Your task:
Rewrite the records below, starting at their first line and going on through the line containing "(1359, 797)", with both ends and all requests included. Shift every coordinate in the answers up by 150, and leave the pictures out.

Dataset records:
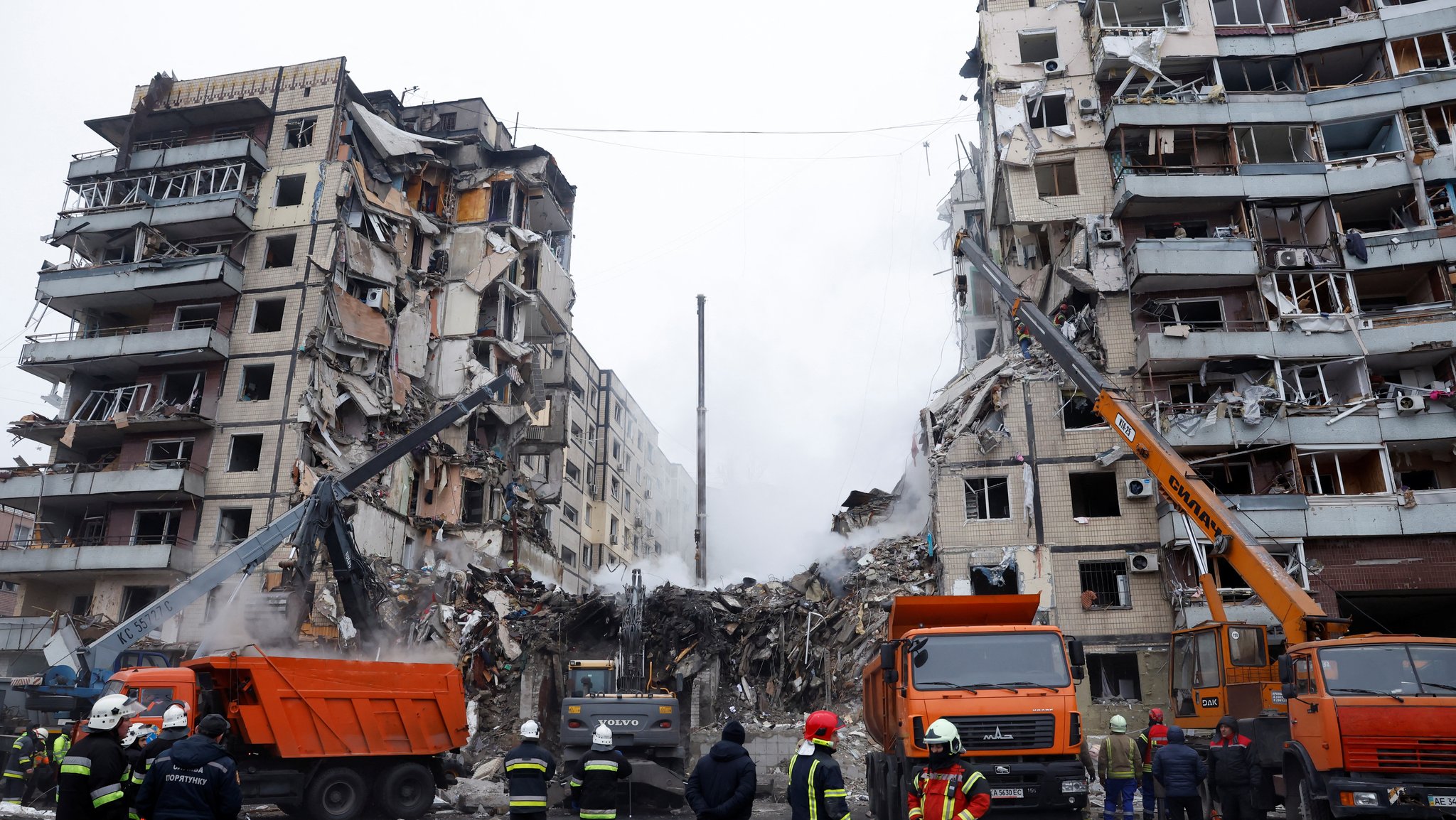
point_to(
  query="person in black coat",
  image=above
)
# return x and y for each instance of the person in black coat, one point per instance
(196, 779)
(724, 781)
(1179, 771)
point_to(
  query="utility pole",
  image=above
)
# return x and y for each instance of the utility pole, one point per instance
(701, 534)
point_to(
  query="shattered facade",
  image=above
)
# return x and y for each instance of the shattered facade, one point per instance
(271, 277)
(1241, 213)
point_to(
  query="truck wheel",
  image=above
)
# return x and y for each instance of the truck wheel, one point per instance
(336, 794)
(405, 792)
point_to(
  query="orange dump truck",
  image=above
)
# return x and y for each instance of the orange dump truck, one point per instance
(1007, 684)
(321, 738)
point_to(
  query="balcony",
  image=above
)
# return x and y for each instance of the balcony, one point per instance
(80, 485)
(226, 151)
(1160, 264)
(122, 352)
(134, 286)
(34, 560)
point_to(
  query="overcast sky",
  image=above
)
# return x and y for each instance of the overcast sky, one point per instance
(826, 325)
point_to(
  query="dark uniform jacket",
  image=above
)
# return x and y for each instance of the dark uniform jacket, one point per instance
(594, 784)
(950, 793)
(817, 787)
(528, 771)
(196, 779)
(92, 781)
(724, 782)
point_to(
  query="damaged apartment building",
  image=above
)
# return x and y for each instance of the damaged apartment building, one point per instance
(269, 277)
(1239, 210)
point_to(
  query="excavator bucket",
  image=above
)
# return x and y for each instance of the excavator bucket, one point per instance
(924, 612)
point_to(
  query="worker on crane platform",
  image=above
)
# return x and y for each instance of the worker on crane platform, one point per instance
(947, 788)
(815, 784)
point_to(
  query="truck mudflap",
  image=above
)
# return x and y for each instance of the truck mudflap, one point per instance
(1359, 797)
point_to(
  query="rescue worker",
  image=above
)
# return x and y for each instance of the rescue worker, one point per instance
(594, 782)
(528, 771)
(947, 788)
(1117, 767)
(1179, 771)
(173, 728)
(815, 784)
(1152, 739)
(196, 779)
(94, 772)
(1233, 771)
(724, 781)
(21, 765)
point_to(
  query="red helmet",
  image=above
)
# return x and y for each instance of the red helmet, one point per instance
(822, 725)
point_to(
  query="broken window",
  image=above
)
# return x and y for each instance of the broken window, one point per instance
(986, 499)
(156, 526)
(279, 252)
(289, 191)
(1251, 75)
(1094, 495)
(1361, 137)
(1275, 143)
(268, 315)
(1106, 581)
(257, 384)
(1039, 45)
(300, 133)
(1114, 676)
(1343, 471)
(1078, 411)
(1426, 53)
(245, 453)
(1250, 14)
(1346, 66)
(169, 452)
(233, 524)
(1047, 111)
(1056, 178)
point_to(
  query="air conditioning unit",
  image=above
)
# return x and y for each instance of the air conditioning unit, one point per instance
(1142, 561)
(1108, 237)
(1410, 404)
(1140, 488)
(1292, 258)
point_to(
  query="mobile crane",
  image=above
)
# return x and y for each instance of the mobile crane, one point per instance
(1344, 725)
(79, 671)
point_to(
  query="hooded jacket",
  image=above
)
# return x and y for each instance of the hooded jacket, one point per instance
(1232, 762)
(196, 779)
(722, 782)
(1177, 767)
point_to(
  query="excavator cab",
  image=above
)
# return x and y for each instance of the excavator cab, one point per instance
(1224, 669)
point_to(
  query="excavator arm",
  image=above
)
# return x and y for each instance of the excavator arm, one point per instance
(1300, 617)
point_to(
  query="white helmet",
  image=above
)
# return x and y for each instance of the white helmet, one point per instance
(175, 717)
(111, 710)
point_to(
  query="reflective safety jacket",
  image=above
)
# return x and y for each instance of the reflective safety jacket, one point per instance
(951, 793)
(528, 771)
(594, 784)
(815, 785)
(92, 778)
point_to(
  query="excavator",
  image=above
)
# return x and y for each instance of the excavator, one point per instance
(1343, 725)
(318, 524)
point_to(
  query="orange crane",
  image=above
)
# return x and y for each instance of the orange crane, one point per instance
(1344, 725)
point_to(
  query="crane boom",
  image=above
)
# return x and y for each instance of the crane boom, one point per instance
(1300, 615)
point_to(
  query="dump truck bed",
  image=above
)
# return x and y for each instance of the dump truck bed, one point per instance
(334, 708)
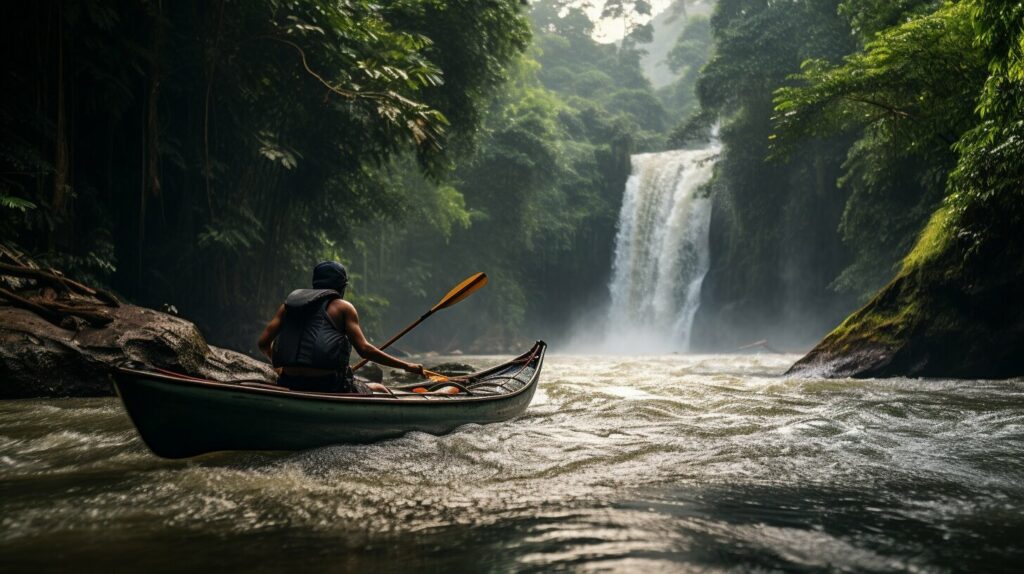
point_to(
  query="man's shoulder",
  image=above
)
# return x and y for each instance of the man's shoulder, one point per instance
(340, 306)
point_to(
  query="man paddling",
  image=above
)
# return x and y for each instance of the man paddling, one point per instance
(311, 336)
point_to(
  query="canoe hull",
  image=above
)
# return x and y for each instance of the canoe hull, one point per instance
(184, 418)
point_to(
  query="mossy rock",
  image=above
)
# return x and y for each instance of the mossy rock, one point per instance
(949, 312)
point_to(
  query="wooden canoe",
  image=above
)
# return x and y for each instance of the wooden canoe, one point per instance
(179, 416)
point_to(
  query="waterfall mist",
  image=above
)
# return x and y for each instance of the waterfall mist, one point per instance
(662, 255)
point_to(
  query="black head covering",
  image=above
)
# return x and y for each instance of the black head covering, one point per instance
(330, 274)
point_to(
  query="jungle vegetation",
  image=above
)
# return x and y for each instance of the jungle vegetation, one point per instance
(204, 153)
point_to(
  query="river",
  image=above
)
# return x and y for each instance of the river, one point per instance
(676, 462)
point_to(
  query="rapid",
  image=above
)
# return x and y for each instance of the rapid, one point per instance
(654, 464)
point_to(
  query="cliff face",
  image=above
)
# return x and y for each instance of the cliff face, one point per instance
(948, 312)
(774, 251)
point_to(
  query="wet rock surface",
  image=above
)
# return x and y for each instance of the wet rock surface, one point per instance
(41, 359)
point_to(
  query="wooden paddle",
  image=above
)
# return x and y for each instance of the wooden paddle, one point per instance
(460, 292)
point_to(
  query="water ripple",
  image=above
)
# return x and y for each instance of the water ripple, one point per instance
(660, 464)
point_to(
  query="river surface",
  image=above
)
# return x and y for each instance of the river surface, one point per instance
(683, 462)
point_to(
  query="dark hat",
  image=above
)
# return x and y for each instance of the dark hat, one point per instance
(330, 274)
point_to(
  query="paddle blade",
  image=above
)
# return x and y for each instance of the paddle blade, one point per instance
(435, 377)
(462, 291)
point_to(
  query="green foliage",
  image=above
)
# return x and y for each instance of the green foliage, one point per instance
(986, 197)
(215, 146)
(906, 95)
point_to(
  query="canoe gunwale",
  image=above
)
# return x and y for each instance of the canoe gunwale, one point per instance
(535, 355)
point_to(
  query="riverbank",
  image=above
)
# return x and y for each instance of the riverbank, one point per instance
(59, 338)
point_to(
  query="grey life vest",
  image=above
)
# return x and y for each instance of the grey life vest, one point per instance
(308, 337)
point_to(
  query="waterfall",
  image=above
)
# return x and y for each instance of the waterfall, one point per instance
(660, 252)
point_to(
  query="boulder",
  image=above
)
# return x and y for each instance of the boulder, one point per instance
(39, 358)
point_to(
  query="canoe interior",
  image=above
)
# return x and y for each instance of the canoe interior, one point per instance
(183, 416)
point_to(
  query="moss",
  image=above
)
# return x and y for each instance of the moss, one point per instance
(933, 241)
(946, 313)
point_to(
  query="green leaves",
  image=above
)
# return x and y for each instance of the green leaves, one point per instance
(16, 204)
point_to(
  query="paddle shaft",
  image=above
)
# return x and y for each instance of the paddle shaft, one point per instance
(388, 343)
(460, 292)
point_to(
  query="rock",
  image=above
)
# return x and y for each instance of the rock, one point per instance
(948, 313)
(41, 359)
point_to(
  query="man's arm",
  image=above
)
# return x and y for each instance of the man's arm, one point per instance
(266, 340)
(344, 313)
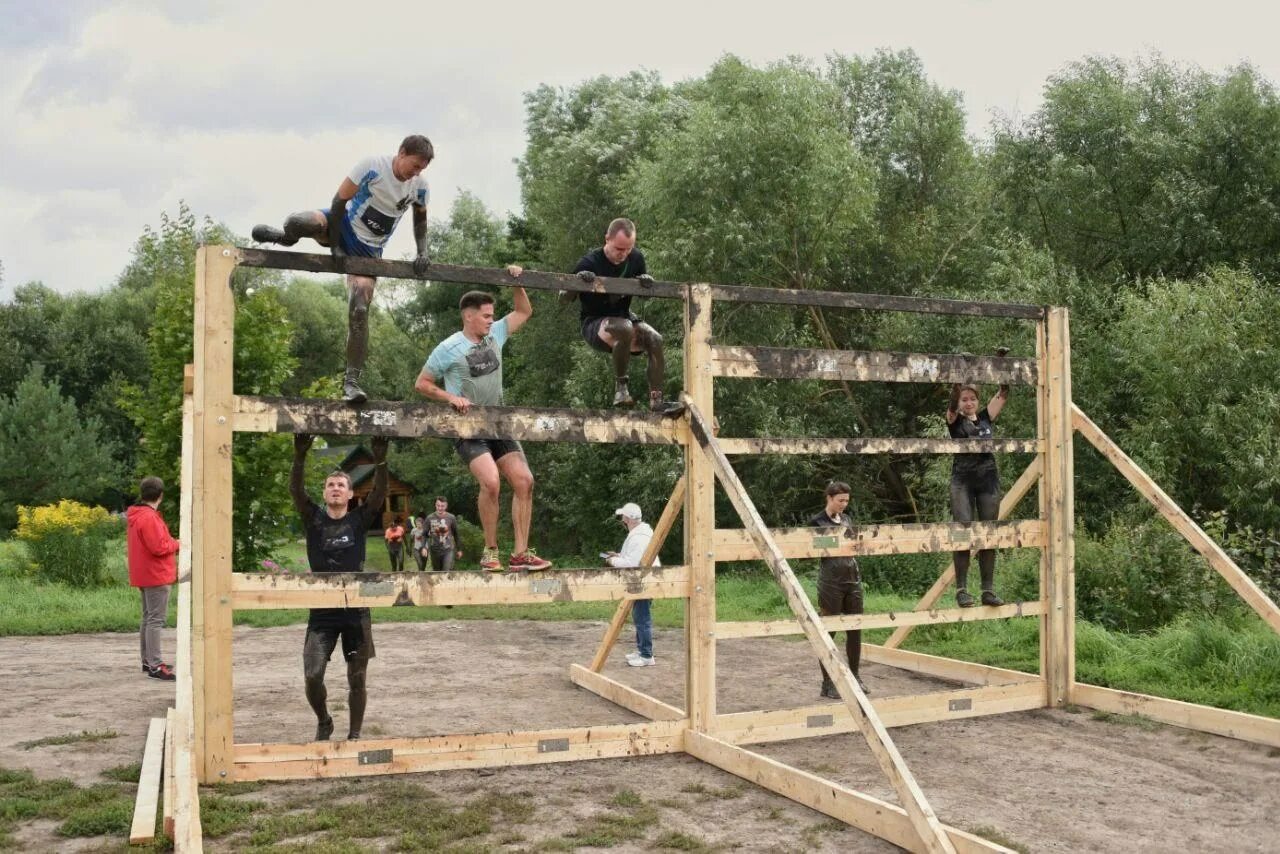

Response to the exercise:
point_to(
  query="person in black coat",
  image=above
)
# return x and y for each instance of the person in black coat, one point per instance
(346, 929)
(874, 931)
(1329, 921)
point_to(
  query="utility pole",
  image=above
)
# return x and y for each instance of the utility pole, one point per instance
(851, 684)
point_to(
  query="shattered facade",
  image=above
)
# return x and y for each instance of the shattered facade, one point per instance
(421, 427)
(1391, 363)
point_to(
  query="truck wheel",
  image=above
)
# return x and y for each instance of the truck wheel, one point per instance
(486, 944)
(555, 942)
point_to(
  query="orange dump truck",
  image=above
)
# return x and y for each instance of the orange dump truck, one point per instance
(1157, 834)
(471, 888)
point_to(
  query="balcony",
  image=above
)
# return x and y for each instance of the balcony, one point per instance
(230, 635)
(376, 301)
(1310, 414)
(272, 502)
(284, 436)
(184, 710)
point_to(
  query="overcast sky",
  image=above
)
# return x and y for each instance of the overcast sky, one point per instance
(976, 475)
point_to(
  query="dark uniform jacket",
  image=above
)
# return x and y for each instance of the dark uniform jacket, one point per instance
(744, 934)
(1100, 943)
(967, 937)
(678, 921)
(346, 929)
(242, 931)
(874, 932)
point_to(
  query="damaged apartment building",
  image=above
)
# return x and y for each instance of the damaged apartment building, one point per instance
(419, 427)
(1389, 360)
point_to(
  query="excavator bucket",
  image=above
)
# return x and y for each instance of the excavator bucket, one point per instance
(1074, 762)
point_to(
  query="worker on crane platform",
  image=above
)
# return x and y for each instance of the worker on crane platform, one point per instance
(1097, 938)
(965, 934)
point_to(
  query="truck mudflap",
  image=above
)
# return x and y for each instance of the truck mudflap, one point per instance
(1509, 947)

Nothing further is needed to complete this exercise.